(PAGE EXCERPT)
Jones also denies that he is a neo-Nazi. Jones admitted that he appeared in a Nazi get up, complete with a swastika, at a rally against integration on the southwest side of Chicago in 1979. A photograph of Jones, in the Nazi garb, appears in the book “Old Nazis, the New Right and the Republican Party,” but Jones says that is ancient history. And Jones has an additional response to questions about whether he is a neo-Nazi.

“Even if I was, I have that right,” said Jones. “I fought for it in Vietnam. I’m an honorably discharged veteran.”

Jones’ campaign brochure lists his past membership in the NSWPP (National Socialist White Peoples Party).

Jones calls for the impeachment of President George W. Bush and Vice President Richard Cheney, an unusual position for a Republican. Jones says that Bush and Cheney should be impeached for leading the country into the war in Iraq on behalf of a foreign power, Israel.

“If America is to survive and prosper, Bush and Cheney must go and take with them their corrupt Neo-Conservative Kosher-approved cohorts,” reads a statement on Jones campaign Web site.

Jones’ Web site also says Bush and Cheney should be impeached for failing to defend America’s borders, for supporting international trade treaties, for failing to use the veto to cut spending and for abusing civil liberties.

Jones supports the orderly, but speedy withdrawal of American troops from Iraq and Afghanistan. His also supports the repeal of what he calls treasonous trade treaties such as the North American Free Trade Agreement (NAFTA) and others.

He also supports replacing the federal income tax with a national sales tax.

Wardingley, 70, is a much lower key personality who has run for Congress numerous times, and in 1995 managed to become the Republican candidate for mayor in the City of Chicago.

“I am a regular guy,” said Wardingley who worked as taxi and limousine driver in a long and varied career that included acting in commercials. He developed his Spanky the Clown act and used it to raise money for St. Jude Hospital and in some of his past political campaigns, but now is tired of being called a clown.

“That was long time ago,” said Wardingley who says he hasn’t used the clown outfit since about 1995. “After a while you say enough is enough. I just put away that little red wig.”

He is a devout Catholic who describes himself as a Reagan Republican. At joint appearances he refuses to shake Jones’ hand.
(End PAGE EXCERPT)
◆ TASKS TO CARRY OUT
a – In the excerpt on Jones and Wardingley, what does Jones want to replace the federal income tax with?
b – Continue the excerpt on Jones and Wardingley, starting right after its final sentence.
(RECORDS)
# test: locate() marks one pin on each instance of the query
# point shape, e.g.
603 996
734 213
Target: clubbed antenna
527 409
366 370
(End RECORDS)
(RECORDS)
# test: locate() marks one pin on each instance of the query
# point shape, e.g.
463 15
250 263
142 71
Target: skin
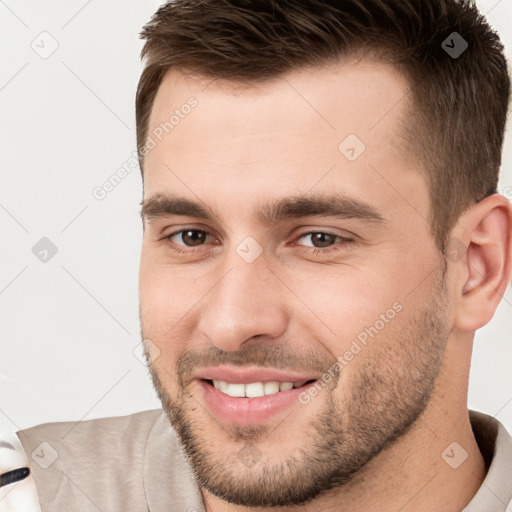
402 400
(End RECORDS)
◆ ANSWERS TO THE PROBLEMS
a – A national sales tax.

b –
“I won’t shake the hand that represents the same thing Hitler represented,” said Wardingley.

Wardingley runs his campaign out of his home in the Morgan Park neighborhood of Chicago. He estimates that he has spent about $1,100 of his own money on his campaign and has not raised any money from donors.

“Everybody knows who Ray Wardingley is. He’s run before; he is a perennial candidate,” said Cook County Commissioner Tony Peraica, a Riverside resident who’s the Republican committeeman for Lyons Township. “He has limited resources. He is what he is. He’s patriotic. Compared to Art Jones at least he’s not espousing dangerous views or supremacist views.”

The Riverside Township Republican organization has not endorsed either candidate in the race, said Riverside Republican Committeeman Judy Baar Topinka, who is in the midst of her own campaign for governor.

“We do not have any endorsed candidate in the 3rd Congressional District,” wrote Baar Topinka in an e-mail. “No one, including Wardingley made any approach to the Riverside GOP for an endorsement. He, nor any other candidate, appeared at our candidates night. And so, we have no endorsed candidate.”

Jim Nalepa, who gave William Lipinski his toughest race in 1994 is dismayed by the situation and blames poor Republican leadership.

“We should have been able to do better and we didn’t,” said Nalepa who no longer lives in the 3rd Congressional District, but has endorsed Wardingley. “The Republican Party in Cook County, Judy included, was asleep at the switch. Here we have such a lack of Republican leadership in the 3rd District that we have a clown versus a Nazi.”